Türk dünyası, maruz kaldığı her türlü kültür emperyalizmi tehdit ve tehlikelerine karşı kendi millî kültürünü, değerlerini, dilini, dinini, geleneklerini göreneklerini, âdetlerini, törenlerini, kimliğini, şahsiyetini koruyabilmesi için mutlaka ortak bir eğitim sistemi içinde kendi kültür ve medeniyetini yeniden kazanmalı ve yaşatmalıdır.
Bütün Türklerin tek millet olabilmesi için eğitim kurumu kanalıyla şu değerleri paylaşması, benimsemesi, yaşaması, yaşatması ve nesiller boyu aktarması gerekiyor:
1.İnançta Birlik: Varlık, yokluk, yaratılış, yaratıcı, hayatın anlamı, zaman, mekân, ölüm, ölüm ötesi gibi var oluşla ilgili alanlarda hayatımızı anlamlandıran temel ortak değerimiz İslam’dır. Diniyle milliyetini en fazla birleştirebilmiş millet Türklerdir. Arapların bile aşağı yukarı yüzde yetmişi Müslüman otuzu başka dindendir. Ama Türklerin yüzde doksanbeşi Müslüman, yüzde beşi başka dinlere mensuptur. O halde dünya Türkleri için uyumlu, ahenkli, duygu, düşünce ve kültür birliği sağlayan temel kaynağımız İslam’dır. Türk millî kültürünün önemli bir kaynağı İslam’dır.

→ **Verilen Satırlar**
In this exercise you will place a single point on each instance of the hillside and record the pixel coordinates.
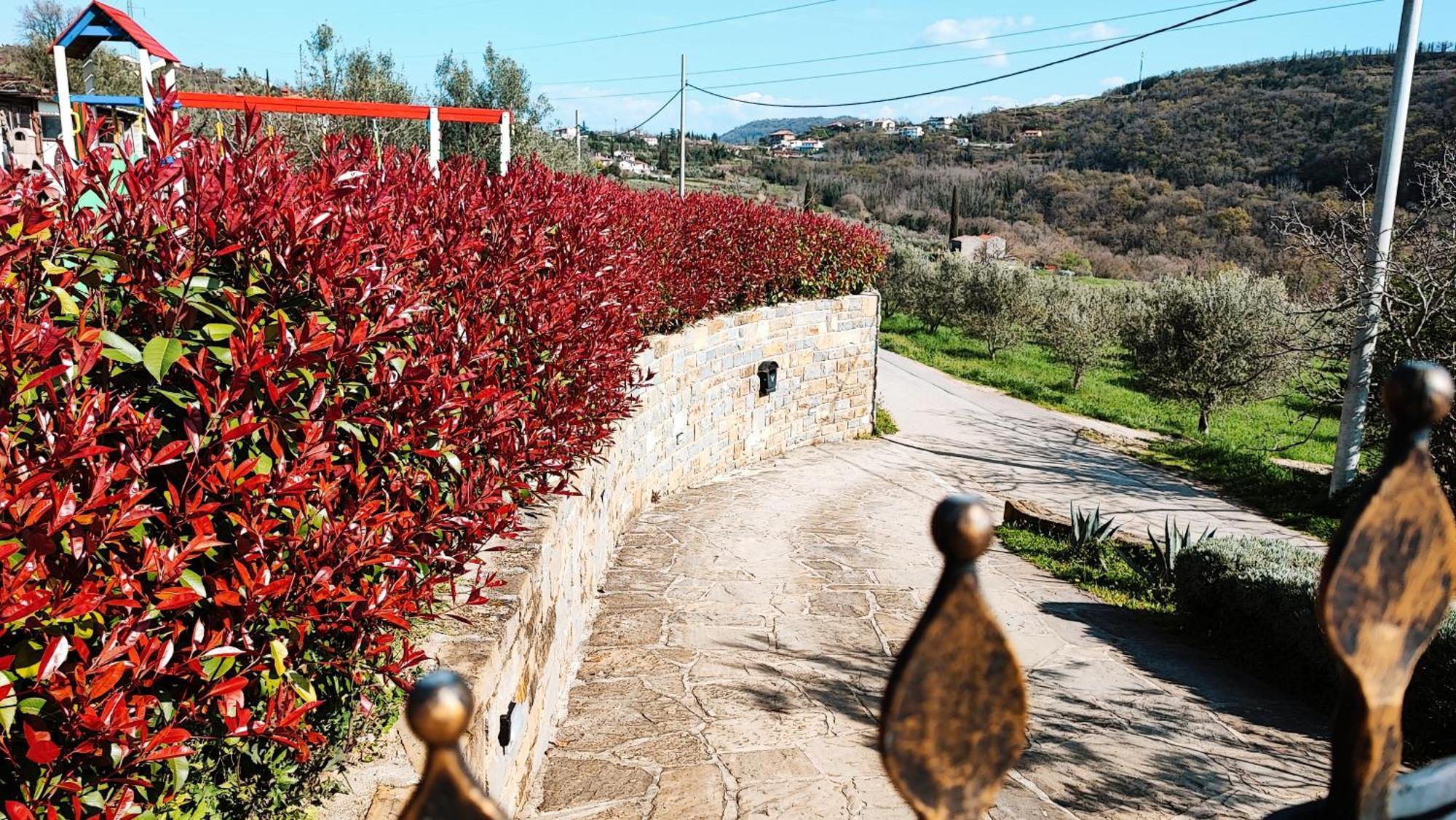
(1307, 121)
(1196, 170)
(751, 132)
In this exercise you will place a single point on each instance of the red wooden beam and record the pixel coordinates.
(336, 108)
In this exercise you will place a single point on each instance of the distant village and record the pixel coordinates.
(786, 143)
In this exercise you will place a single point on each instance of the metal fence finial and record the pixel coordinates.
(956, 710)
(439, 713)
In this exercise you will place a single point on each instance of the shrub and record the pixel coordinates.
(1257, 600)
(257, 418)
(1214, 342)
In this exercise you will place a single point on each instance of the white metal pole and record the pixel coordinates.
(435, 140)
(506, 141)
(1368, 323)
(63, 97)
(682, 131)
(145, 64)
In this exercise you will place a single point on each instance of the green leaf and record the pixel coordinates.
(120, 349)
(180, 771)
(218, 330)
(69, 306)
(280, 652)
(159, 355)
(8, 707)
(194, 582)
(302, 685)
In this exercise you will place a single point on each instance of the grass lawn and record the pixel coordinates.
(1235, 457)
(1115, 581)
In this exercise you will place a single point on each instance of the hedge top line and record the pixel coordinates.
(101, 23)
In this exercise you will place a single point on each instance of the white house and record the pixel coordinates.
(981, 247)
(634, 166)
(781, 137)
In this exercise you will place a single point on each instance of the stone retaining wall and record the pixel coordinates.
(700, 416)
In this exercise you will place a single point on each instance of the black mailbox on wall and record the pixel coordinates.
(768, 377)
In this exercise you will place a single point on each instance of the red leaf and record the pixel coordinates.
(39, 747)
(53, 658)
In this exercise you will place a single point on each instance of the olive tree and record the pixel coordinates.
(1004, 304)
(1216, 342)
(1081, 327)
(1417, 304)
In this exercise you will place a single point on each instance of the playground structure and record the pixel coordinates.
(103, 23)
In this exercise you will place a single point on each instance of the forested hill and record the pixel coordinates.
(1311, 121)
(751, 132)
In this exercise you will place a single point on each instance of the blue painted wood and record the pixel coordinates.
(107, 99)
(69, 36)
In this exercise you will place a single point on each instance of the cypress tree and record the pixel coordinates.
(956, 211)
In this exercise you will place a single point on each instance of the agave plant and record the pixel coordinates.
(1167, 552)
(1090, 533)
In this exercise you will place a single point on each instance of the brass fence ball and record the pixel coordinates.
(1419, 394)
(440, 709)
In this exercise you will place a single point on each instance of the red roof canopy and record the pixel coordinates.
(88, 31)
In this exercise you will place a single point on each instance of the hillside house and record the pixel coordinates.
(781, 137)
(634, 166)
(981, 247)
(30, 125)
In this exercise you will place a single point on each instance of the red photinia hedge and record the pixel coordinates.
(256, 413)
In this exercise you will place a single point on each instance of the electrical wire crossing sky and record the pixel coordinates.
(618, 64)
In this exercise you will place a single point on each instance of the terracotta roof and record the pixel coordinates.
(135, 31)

→ **İstenen**
Türk dünyasında ortak eğitim üzerine olan metinde "Bütün Türklerin tek" sözlerinden "bir kaynağı İslam’dır." sözlerine kadar uzanan kısmın tamamını harfi harfine yazıya geçirir misin?

→ **Çözüm**
Bütün Türklerin tek millet olabilmesi için eğitim kurumu kanalıyla şu değerleri paylaşması, benimsemesi, yaşaması, yaşatması ve nesiller boyu aktarması gerekiyor:
1.İnançta Birlik: Varlık, yokluk, yaratılış, yaratıcı, hayatın anlamı, zaman, mekân, ölüm, ölüm ötesi gibi var oluşla ilgili alanlarda hayatımızı anlamlandıran temel ortak değerimiz İslam’dır. Diniyle milliyetini en fazla birleştirebilmiş millet Türklerdir. Arapların bile aşağı yukarı yüzde yetmişi Müslüman otuzu başka dindendir. Ama Türklerin yüzde doksanbeşi Müslüman, yüzde beşi başka dinlere mensuptur. O halde dünya Türkleri için uyumlu, ahenkli, duygu, düşünce ve kültür birliği sağlayan temel kaynağımız İslam’dır. Türk millî kültürünün önemli bir kaynağı İslam’dır.